══ Exercise inputs ══

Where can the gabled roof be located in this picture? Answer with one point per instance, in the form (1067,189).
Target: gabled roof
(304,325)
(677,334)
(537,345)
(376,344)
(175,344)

═══

(Exercise): List each line of the material above that contains the word "gabled".

(Output below):
Where can the gabled roof be located in this picture? Answer with one point per instance, in the form (1067,189).
Target: gabled roof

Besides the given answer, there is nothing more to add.